- WORKING DATA -
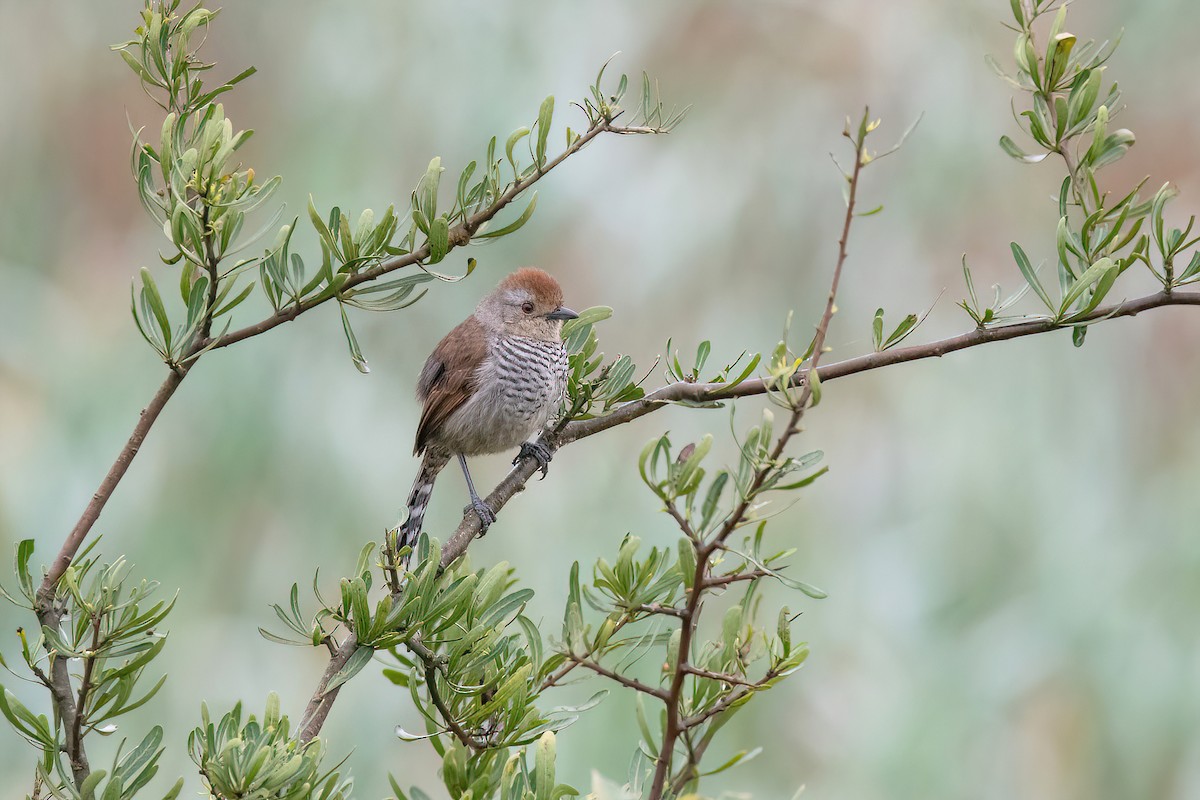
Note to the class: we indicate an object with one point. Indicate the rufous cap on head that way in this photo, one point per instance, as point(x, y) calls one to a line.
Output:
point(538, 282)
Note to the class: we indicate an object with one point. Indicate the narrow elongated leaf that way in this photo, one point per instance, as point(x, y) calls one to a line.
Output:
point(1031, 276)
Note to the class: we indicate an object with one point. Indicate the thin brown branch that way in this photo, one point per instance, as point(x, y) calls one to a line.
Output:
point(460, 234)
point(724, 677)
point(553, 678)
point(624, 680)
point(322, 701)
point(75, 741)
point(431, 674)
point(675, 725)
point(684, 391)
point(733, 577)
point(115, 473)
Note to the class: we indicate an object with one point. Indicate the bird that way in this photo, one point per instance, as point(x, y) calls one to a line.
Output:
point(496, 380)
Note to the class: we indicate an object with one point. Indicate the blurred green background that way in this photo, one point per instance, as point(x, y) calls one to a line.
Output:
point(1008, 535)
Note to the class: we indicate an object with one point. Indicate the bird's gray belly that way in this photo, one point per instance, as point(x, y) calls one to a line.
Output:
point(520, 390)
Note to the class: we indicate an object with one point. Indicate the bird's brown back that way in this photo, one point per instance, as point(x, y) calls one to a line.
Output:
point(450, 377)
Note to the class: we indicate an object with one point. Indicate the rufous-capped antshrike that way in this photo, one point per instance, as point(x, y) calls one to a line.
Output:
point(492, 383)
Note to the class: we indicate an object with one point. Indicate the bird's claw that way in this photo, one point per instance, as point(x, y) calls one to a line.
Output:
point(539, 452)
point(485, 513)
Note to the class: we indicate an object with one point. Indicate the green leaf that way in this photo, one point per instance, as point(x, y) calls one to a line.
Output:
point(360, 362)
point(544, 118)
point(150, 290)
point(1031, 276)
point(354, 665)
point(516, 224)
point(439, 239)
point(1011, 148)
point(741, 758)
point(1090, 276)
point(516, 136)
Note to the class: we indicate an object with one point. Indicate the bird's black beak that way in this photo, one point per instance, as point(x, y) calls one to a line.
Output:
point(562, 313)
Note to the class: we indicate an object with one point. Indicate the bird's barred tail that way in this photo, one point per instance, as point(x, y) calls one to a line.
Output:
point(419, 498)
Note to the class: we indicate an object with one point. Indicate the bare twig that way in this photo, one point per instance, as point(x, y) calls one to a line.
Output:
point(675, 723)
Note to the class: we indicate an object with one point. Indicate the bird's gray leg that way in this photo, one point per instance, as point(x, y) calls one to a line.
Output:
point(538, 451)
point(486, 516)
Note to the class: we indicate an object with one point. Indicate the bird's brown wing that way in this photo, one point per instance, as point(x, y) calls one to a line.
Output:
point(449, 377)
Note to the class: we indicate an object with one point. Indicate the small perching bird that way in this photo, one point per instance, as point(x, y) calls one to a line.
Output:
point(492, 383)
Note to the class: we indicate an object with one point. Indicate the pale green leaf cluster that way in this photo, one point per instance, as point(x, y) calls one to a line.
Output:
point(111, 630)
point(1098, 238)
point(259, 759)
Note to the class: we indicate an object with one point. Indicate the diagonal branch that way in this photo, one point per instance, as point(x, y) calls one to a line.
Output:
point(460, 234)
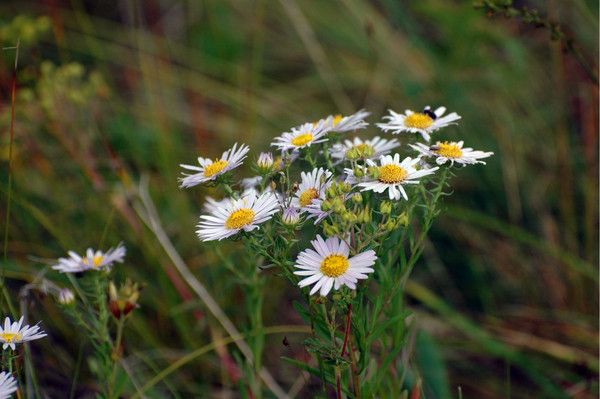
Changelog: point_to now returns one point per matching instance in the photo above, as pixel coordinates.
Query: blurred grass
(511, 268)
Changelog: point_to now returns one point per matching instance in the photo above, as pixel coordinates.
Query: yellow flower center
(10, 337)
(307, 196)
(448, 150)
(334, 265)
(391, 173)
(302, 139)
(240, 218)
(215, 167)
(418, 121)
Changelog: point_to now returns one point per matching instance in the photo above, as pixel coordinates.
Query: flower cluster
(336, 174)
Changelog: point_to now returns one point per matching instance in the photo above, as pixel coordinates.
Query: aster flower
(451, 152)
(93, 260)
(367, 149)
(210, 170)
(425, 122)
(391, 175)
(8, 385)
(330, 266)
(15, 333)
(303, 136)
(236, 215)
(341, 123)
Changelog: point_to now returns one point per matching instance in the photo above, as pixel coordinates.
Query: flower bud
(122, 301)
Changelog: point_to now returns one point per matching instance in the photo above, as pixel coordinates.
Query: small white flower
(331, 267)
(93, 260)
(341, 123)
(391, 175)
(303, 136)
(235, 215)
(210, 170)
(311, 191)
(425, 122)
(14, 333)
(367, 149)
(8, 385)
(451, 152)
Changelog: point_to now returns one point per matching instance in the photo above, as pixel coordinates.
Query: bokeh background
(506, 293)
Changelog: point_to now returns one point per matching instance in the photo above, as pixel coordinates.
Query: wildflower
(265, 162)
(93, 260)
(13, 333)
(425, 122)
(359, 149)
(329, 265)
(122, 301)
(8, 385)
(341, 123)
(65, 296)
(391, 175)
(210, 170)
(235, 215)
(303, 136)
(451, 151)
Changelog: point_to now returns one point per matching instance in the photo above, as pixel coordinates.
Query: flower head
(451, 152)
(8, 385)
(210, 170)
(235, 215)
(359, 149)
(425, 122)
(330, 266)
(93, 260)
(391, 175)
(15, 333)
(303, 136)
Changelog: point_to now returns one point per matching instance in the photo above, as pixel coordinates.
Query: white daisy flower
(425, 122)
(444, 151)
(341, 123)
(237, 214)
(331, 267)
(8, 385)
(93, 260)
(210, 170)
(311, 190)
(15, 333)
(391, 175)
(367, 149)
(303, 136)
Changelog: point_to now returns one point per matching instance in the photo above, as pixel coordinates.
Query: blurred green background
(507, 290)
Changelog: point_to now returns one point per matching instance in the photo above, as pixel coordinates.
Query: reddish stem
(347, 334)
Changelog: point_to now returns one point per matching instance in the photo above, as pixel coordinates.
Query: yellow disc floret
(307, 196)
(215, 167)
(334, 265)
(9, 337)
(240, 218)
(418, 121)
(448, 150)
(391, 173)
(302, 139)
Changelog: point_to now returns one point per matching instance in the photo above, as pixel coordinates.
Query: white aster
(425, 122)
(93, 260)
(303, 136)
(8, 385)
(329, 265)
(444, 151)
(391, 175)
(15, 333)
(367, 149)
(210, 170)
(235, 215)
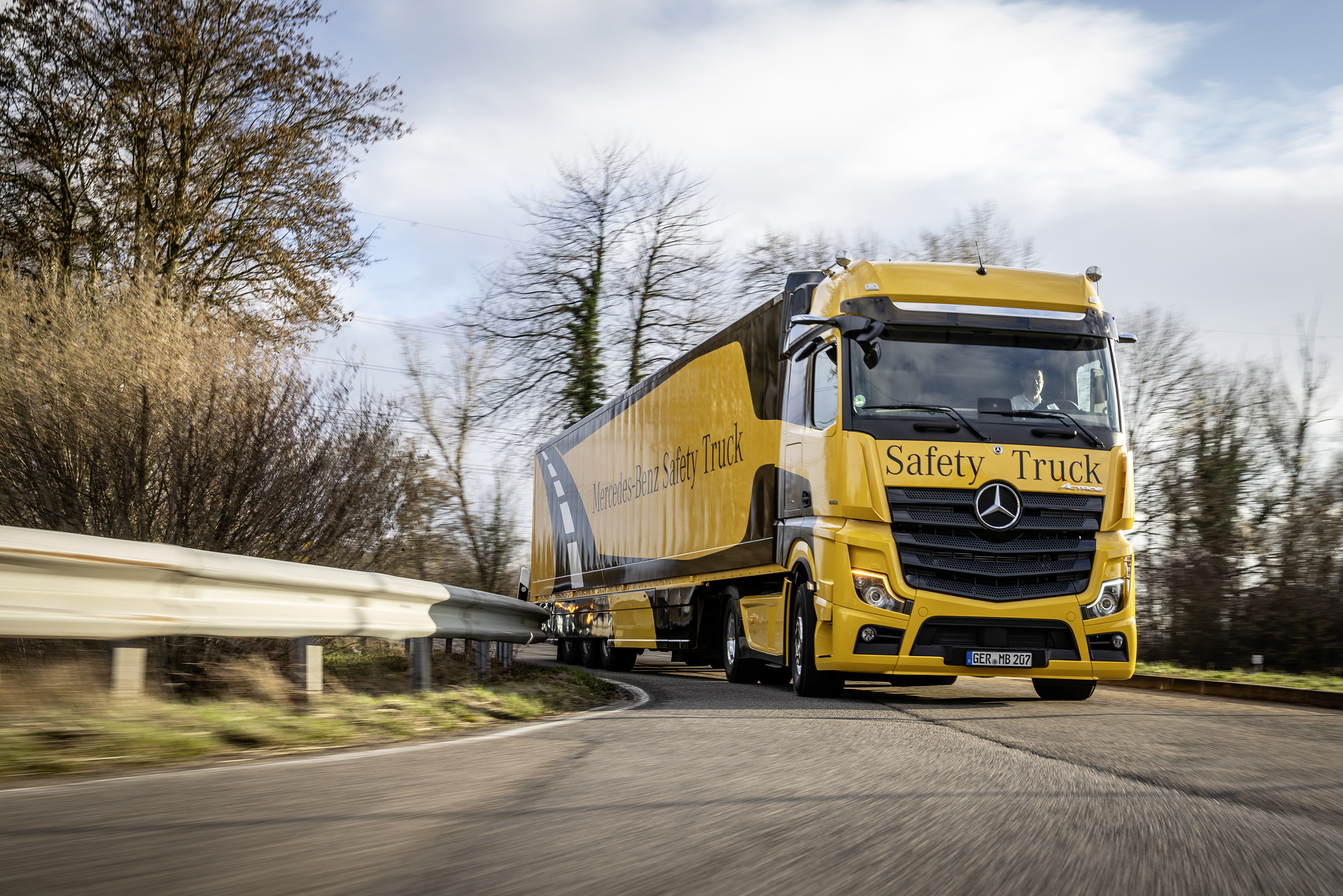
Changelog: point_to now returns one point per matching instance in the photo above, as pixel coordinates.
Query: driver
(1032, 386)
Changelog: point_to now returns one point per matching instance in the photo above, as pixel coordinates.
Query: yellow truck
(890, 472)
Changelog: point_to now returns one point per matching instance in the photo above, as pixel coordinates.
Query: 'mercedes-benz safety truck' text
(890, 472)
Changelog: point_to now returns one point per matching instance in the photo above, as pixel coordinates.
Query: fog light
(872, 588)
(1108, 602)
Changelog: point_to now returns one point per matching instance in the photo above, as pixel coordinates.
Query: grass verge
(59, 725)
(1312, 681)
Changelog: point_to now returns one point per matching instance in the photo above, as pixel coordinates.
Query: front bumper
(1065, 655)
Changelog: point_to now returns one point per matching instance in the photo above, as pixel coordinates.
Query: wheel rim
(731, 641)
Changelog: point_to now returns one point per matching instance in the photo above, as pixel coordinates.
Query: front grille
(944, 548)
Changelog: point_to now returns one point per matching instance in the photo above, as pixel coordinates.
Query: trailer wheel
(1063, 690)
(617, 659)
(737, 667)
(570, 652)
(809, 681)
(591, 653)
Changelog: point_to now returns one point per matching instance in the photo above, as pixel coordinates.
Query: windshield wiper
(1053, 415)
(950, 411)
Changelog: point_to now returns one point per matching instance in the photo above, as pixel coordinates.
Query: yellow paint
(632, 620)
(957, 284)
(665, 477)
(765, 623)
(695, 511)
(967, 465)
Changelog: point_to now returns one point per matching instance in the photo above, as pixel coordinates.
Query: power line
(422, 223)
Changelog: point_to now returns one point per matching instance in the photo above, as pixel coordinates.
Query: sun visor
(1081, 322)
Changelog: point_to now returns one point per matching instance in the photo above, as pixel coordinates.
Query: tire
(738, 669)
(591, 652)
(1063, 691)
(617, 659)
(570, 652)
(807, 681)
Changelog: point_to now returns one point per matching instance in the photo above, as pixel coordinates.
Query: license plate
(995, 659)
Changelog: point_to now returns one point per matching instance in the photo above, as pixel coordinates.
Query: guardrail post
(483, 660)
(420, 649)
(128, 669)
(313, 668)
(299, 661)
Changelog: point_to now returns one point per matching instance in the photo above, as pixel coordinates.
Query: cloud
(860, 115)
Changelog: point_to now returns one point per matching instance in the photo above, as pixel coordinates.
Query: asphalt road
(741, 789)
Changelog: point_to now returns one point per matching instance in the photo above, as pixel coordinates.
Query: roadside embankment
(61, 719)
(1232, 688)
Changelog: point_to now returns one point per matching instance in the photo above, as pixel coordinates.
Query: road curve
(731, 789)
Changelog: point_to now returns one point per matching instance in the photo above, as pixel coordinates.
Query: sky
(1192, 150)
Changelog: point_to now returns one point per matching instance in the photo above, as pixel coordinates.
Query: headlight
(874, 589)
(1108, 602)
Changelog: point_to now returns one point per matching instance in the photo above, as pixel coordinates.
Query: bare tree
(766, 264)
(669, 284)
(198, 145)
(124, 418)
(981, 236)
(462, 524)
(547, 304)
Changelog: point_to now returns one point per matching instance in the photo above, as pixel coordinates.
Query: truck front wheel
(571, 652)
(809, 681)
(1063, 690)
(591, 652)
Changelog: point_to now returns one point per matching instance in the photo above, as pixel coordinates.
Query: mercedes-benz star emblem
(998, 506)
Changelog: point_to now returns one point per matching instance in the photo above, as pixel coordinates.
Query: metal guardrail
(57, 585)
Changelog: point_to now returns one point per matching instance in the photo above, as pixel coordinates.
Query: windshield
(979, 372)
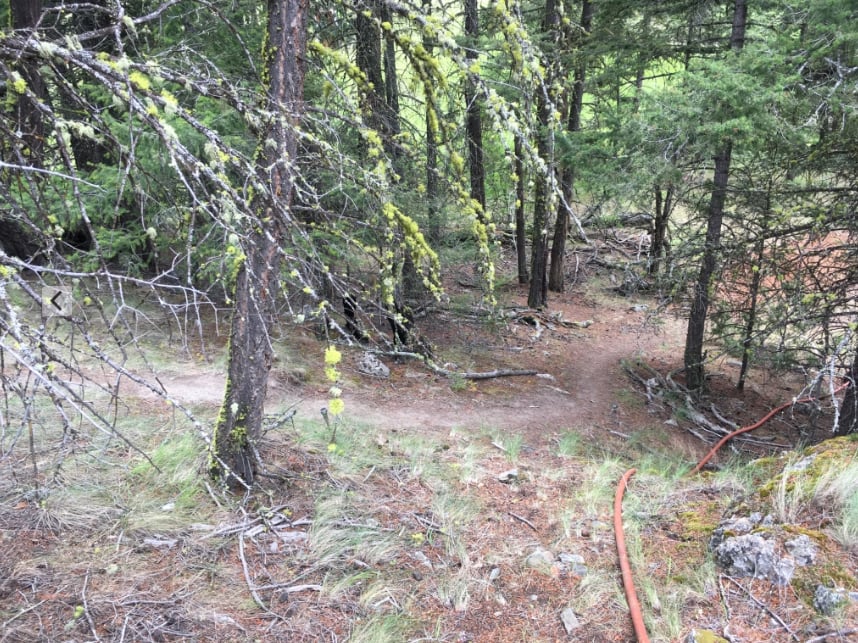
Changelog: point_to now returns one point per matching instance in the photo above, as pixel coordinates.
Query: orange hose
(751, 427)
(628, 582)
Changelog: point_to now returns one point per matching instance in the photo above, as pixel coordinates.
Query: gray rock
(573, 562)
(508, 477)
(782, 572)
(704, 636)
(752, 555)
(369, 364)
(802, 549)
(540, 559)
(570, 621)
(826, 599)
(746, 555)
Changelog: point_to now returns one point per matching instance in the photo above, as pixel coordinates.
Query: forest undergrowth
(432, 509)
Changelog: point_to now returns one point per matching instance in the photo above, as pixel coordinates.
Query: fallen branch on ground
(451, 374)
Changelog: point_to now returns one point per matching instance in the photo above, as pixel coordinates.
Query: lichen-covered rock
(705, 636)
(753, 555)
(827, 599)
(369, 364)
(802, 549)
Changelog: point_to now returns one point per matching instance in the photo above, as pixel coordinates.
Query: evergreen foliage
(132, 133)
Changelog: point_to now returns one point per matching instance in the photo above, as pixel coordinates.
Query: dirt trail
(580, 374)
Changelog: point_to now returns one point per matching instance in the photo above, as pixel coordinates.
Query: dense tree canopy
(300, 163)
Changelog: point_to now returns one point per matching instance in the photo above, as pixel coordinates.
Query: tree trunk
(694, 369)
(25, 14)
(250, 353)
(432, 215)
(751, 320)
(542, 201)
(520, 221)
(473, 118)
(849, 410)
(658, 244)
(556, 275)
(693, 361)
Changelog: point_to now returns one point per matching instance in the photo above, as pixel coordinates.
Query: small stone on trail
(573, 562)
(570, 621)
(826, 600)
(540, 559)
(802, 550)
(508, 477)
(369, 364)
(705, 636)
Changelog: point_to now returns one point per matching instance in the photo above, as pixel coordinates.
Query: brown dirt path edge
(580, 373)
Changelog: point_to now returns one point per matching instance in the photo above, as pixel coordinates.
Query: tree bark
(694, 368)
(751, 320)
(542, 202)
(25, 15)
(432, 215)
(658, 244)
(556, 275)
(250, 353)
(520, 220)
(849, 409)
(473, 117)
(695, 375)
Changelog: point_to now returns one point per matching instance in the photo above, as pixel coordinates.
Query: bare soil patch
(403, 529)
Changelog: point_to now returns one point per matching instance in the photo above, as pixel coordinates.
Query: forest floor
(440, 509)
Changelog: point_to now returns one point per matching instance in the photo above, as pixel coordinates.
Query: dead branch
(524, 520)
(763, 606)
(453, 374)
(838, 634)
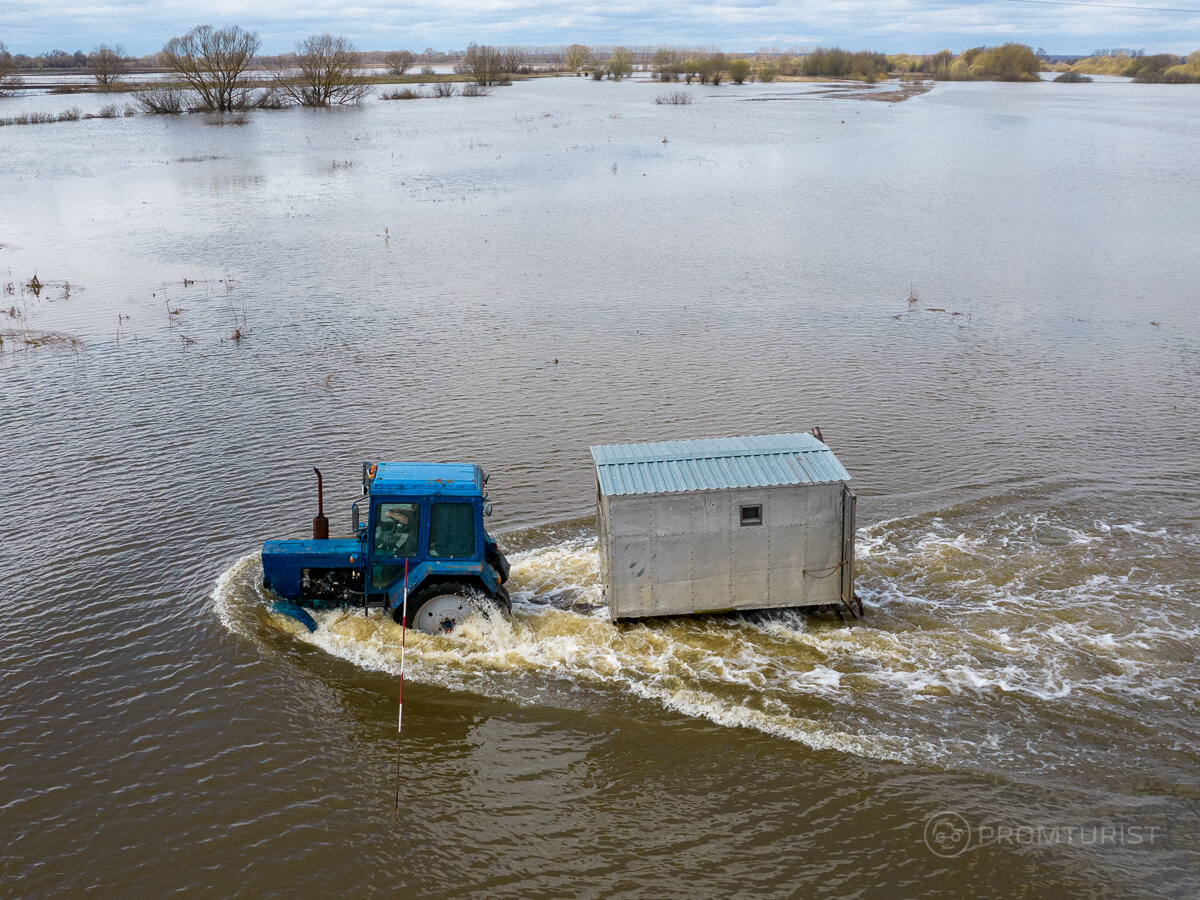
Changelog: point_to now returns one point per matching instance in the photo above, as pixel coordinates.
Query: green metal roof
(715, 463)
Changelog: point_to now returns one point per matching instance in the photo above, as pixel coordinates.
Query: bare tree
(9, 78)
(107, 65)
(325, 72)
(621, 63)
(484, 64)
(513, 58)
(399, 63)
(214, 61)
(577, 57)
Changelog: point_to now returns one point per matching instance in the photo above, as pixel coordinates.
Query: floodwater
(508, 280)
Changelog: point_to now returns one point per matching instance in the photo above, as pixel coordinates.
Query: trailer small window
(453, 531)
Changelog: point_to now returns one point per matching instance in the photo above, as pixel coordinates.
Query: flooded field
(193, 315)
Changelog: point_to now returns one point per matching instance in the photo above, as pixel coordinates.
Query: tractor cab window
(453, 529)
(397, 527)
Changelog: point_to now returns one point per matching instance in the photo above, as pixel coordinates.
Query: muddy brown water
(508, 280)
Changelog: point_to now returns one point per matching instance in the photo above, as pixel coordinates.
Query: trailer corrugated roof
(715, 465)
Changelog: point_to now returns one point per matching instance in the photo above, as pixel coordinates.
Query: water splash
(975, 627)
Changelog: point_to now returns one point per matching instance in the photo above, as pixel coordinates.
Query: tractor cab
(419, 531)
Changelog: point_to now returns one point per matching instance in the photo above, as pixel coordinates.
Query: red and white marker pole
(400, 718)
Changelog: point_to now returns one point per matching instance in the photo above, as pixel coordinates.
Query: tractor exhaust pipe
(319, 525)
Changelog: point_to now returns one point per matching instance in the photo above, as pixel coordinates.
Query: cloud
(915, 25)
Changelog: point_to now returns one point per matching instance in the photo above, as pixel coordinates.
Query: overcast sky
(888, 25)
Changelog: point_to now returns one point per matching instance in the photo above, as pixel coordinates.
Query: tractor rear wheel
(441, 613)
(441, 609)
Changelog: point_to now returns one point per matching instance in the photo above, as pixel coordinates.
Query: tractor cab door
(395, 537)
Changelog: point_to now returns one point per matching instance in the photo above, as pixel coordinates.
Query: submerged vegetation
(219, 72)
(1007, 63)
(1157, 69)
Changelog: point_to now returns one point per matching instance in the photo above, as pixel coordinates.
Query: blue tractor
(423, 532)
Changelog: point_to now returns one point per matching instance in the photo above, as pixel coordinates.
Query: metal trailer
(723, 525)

- GOAL -
Swap "perching" for "resting" in the lines above, starting at the line containing "bird's brown wing" and ending at the line containing "point(259, 759)". Write out only those lines, with nothing else changed.

- REPLY -
Note to the class: we indicate an object with one point. Indicate the bird's brown wing that way in this photo, one point per instance, as point(x, y) calls one to a line.
Output:
point(449, 377)
Note to the class: we indicate an object with one point. Indicate the small resting bird that way in this photo, one point per instance, as point(x, y) calls one to a line.
Output:
point(492, 383)
Note to the class: we indicate an object with one point. Indicate the pale green leaf cluster that way in this photo, one point per instance, as point(x, y) calls one to a line.
Output:
point(111, 630)
point(1098, 238)
point(259, 759)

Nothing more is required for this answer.